> _Text block_:
It is hard to say how exactly well-intentioned people ended up here, but the phrase “bodily autonomy” getting madly out of control is one part of the story. At this point, it seems to be operating more like a hypnotic mantra than an important value to be weighed up against other ethical values. Within feminism, it turns otherwise inquiring minds into mush and makes their owners look like cult members. Indeed, from one angle, this new decriminalisation initiative looks like the equally foolish historic venture of self-ID: supposedly about advancing personal freedom, pretending other people’s vital interests don’t matter, fond of histrionic cherrypicked examples, and bound to result in a loss of public support for the overall cause.

The state of the abortion discourse is also reminiscent of campaigns for assisted suicide — a matter on which MPs are also voting this week, as the Terminally Ill Adults Bill returns to the Commons for its third reading. Here, too, the fairly mindless invocation of freedom, autonomy, choice, control, rights, and other such happy-sounding phrases are cutting off attempts to build careful and responsible legislation at the pass.

> _Work order_: Give back the stretch of the passage on bodily autonomy from "The state of" through "at the pass.", copied word for word.

> _Source information_:

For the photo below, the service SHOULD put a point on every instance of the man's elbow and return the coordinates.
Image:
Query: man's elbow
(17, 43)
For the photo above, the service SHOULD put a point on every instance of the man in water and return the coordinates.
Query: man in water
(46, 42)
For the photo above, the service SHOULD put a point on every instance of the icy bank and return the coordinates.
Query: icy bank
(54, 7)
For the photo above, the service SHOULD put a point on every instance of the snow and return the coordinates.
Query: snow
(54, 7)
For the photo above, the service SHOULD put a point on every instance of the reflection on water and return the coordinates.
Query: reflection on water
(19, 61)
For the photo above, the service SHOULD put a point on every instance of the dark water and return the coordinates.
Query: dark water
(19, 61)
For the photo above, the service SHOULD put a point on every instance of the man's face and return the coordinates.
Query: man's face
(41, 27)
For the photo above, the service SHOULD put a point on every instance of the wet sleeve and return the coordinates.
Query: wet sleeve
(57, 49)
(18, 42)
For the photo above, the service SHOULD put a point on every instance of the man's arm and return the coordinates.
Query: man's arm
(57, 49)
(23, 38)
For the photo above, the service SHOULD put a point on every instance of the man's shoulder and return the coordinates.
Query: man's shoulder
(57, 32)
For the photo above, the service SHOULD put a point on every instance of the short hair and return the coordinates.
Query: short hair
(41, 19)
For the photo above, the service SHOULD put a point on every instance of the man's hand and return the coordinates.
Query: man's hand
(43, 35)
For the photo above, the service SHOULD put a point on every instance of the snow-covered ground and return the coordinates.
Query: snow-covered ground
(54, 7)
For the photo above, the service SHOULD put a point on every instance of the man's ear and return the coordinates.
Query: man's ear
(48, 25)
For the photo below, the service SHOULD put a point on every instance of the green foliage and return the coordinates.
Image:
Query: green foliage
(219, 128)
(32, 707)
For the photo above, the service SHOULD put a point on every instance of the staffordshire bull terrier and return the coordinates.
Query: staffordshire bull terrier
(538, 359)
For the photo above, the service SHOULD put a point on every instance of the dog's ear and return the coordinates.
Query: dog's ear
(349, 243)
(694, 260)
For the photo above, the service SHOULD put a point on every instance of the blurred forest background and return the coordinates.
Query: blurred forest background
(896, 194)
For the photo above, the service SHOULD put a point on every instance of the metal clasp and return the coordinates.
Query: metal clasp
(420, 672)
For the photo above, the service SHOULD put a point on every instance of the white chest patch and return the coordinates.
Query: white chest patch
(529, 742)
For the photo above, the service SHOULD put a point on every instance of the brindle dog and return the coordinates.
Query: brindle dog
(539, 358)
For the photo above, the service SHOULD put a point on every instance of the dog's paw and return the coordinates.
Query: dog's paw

> _Written response_:
The state of the abortion discourse is also reminiscent of campaigns for assisted suicide — a matter on which MPs are also voting this week, as the Terminally Ill Adults Bill returns to the Commons for its third reading. Here, too, the fairly mindless invocation of freedom, autonomy, choice, control, rights, and other such happy-sounding phrases are cutting off attempts to build careful and responsible legislation at the pass.